▶ Your objective: Find each of the rows below that contains the word "boat", and copy those rows out in full. Case counts.

▶ Source data:

^^^^

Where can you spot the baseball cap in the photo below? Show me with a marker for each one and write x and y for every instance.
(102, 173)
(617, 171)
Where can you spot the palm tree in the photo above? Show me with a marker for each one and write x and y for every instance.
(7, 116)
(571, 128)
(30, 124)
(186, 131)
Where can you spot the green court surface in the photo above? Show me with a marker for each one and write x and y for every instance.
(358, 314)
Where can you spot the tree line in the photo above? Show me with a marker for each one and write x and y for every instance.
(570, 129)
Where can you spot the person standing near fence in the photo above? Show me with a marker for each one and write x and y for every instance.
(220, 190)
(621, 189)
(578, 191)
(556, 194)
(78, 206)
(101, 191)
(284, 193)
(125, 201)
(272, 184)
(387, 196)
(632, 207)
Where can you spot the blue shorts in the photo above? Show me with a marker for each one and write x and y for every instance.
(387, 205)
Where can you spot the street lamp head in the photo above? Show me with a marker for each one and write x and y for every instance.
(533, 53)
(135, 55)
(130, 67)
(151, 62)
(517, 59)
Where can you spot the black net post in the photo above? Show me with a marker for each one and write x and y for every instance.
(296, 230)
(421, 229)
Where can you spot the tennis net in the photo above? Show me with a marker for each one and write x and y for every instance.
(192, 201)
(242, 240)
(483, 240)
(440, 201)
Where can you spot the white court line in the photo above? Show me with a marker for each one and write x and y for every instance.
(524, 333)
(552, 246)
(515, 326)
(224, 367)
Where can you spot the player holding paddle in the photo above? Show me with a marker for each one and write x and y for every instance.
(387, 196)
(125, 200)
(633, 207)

^^^^

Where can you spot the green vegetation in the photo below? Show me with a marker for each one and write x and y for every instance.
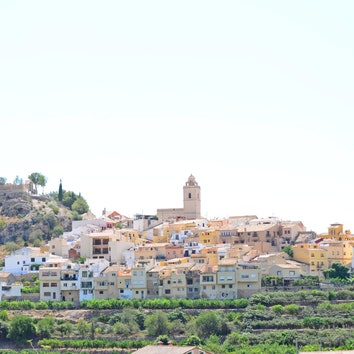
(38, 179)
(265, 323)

^^^^

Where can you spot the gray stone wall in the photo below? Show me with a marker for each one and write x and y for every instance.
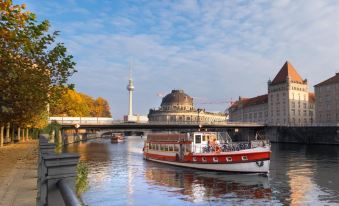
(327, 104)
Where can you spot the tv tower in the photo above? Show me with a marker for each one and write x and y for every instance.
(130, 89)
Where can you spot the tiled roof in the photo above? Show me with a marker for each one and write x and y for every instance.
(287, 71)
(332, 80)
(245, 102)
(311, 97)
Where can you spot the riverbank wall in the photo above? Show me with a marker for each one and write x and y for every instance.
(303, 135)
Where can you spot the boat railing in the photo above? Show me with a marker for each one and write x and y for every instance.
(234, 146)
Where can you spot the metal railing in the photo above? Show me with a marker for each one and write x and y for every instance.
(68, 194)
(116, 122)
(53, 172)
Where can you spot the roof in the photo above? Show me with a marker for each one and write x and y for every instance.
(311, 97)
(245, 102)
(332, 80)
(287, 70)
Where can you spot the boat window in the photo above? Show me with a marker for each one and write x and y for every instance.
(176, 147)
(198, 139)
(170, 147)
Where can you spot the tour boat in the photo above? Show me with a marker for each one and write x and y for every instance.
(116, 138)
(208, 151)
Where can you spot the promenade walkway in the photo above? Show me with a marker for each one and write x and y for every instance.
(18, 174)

^^^^

▶ Result:
Where can you spot the boat railing in the photo above? Show me with a marker for each one and write x and y for every instance.
Where can you spot the boat window in the photo above? Show me with a marker for each one and write x and y for every instance.
Where can you spot the tour boat in the photo above? Show me with a marker for each one and write x and y for every instance.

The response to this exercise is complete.